Condense the paragraph of the agreement text that begins "Indemnification by Techo" into a short bulleted list that keeps its main facts.

* Text section:
__________________________________________________

Warranty Disclaimer Except as expressly set forth in this agreement, neither party makes any other warranties, express or implied, statutory or otherwise, and all such warranties are hereby disclaimed, including but not limited to warranties or merchantability, title, fitness for a particular purpose, or non-infringement.
Limitation of Liability
subject to applicable law and notwithstanding anything else in this agreement, in no event will either party be liable for special, incidental, indirect or consequential damages (including without limitation downtime costs, loss of data, restoration costs, lost profits, or cost of cover) regardless of whether such claims are based on contract, tort, warranty or any other legal theory.
except for an action brought for gross negligence, willful misconduct, fraud, data claims or ip claims, each party’s aggregate liability and that of its affiliates, officers, employees, agents, suppliers, and licensors, under this agreement will not exceed the fees received or payable to techo in the twelve months preceding the claim (“the general liability cap”).
in the case of ip claims and data claims, techo and its affiliates’ total liability to the customer and its affiliates for all such claims in the aggregate (for damages or liability of any type) will not exceed two times (2x) the general liability cap (“supercap”).
in no event will either party (or its respective affiliates) be liable for the same event under both the general liability cap and the supercap. similarly, the foregoing caps will not be cumulative; if a party (and/or its affiliates) has one or more claims subject to each of those caps, the maximum total liability for all claims in the aggregate will not exceed the applicable cap
the parties agree that this section 9 will apply regardless of the form of action, whether in contract, tort (including negligence), strict liability or otherwise and will apply even if any limited remedy specified in this agreement is found to have failed of its essential purpose. the applicable monetary caps set forth in this section will apply across this agreement and any and all separate agreement(s) on an aggregated basis, without regard to whether any individual customer affiliates have executed a separate SOF
Indemnification by Techo Techo will defend Customer and its Affiliates, from any third party claim alleging that Customer’s use of the Techo Digital as contemplated hereunder infringes such third party’s patent, copyright, and/or trademark intellectual property rights (an “IP Claim”), and will indemnify and hold harmless Customer and its Affiliates from and against any damages and costs awarded against Customer or its Affiliates, or agreed in settlement by Techo (including reasonable attorneys’ fees) resulting from such IP Claim. Techo will have no liability or obligation with respect to any IP Claim if such claim is caused in whole or in part by (i) unauthorized use of the Techo Digital by Customer, its Affiliates or Users; (ii) modification of the Techo Digital by anyone other than Techo or its representatives; or (iii) the combination, operation or use of the Techo Digital with other data, hardware or software not provided by Techo. If Customer’s use of the Techo Digital results (or in Techo's opinion is likely to result) in an IP Claim, Techo may at its own option and expense (a) procure for Customer the right to continue using the foregoing items as set forth hereunder; (b) replace or modify them to make them non-infringing; or (c) if options (a) or (b) are not commercially reasonable as determined by Techo, then either Customer or Techo may terminate Customer’s subscription to the Service, whereupon Techo will refund Customer, on a pro-rated basis, any Fees Customer has previously paid Techo for the corresponding unused portion. The sections above state Techo’s entire liability and the Customer’s exclusive remedy with respect to an IP Claim.

__________________________________________________

Point placement records:
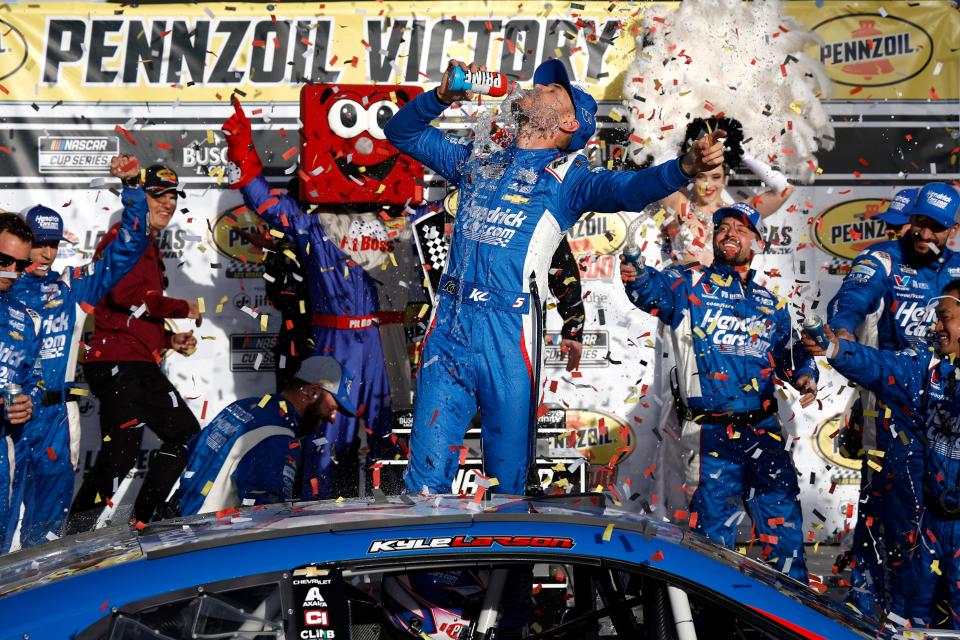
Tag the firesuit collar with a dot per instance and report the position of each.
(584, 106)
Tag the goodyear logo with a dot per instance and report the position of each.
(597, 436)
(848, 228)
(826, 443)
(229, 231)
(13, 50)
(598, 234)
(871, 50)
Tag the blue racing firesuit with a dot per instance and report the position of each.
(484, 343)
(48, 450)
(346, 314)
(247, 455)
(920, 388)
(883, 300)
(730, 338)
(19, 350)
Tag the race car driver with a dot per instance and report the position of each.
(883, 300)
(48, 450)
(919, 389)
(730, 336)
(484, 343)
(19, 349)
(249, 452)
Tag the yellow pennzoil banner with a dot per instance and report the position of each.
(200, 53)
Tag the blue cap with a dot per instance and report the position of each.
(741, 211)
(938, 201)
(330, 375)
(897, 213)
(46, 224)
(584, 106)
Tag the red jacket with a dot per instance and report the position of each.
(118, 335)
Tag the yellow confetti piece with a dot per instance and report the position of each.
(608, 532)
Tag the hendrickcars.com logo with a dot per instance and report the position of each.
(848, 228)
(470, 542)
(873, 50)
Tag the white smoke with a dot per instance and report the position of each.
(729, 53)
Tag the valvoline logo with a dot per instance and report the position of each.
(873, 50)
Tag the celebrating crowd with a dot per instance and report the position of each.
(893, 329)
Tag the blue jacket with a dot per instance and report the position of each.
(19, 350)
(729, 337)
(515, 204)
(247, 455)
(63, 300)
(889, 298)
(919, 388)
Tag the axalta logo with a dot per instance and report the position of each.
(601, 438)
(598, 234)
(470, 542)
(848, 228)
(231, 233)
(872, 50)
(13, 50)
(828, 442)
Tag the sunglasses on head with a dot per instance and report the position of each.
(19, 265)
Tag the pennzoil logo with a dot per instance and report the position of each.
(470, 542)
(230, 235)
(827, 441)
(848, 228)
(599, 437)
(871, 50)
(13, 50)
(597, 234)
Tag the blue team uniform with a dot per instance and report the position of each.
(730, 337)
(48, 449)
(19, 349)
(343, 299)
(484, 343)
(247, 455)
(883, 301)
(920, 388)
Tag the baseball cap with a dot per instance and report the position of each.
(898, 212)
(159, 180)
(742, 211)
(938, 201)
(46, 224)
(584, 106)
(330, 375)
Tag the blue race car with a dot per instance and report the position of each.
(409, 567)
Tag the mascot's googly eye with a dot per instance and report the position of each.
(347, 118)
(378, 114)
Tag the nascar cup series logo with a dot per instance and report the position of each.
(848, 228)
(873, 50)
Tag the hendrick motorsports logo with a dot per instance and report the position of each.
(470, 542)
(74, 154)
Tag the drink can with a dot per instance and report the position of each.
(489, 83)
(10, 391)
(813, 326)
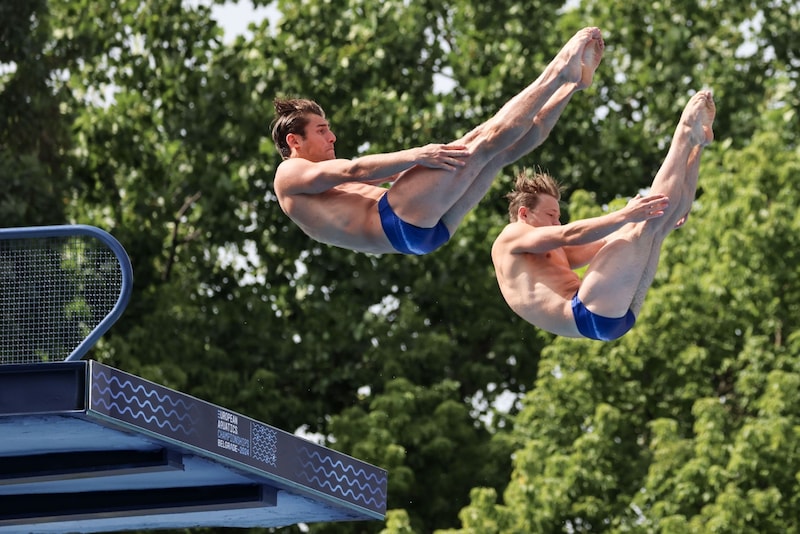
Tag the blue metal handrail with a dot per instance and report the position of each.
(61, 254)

__________________________________________________

* Answer in full:
- Techo will defend Customer and its Affiliates against any third-party claim that Customer's use of the Techo Digital, as contemplated in the agreement, infringes that party's patent, copyright, or trademark rights (an "IP Claim").
- Techo will indemnify Customer and its Affiliates for damages and costs awarded against them, or agreed in settlement by Techo, including reasonable attorneys' fees.
- Techo has no liability for an IP Claim caused in whole or in part by any of the following:
  - unauthorized use by Customer, its Affiliates, or Users
  - modification by anyone other than Techo or its representatives
  - combination or use with data, hardware, or software not provided by Techo
- If Customer's use results in an IP Claim, or in Techo's opinion is likely to, Techo may at its own option and expense take one of these steps:
  - obtain the right for Customer to keep using the items
  - replace or modify the items so they do not infringe
- If neither step is commercially reasonable, as Techo determines, either party may terminate the subscription. Techo then refunds, pro rata, the Fees already paid for the unused portion.
- These terms are Techo's entire liability and Customer's exclusive remedy for an IP Claim.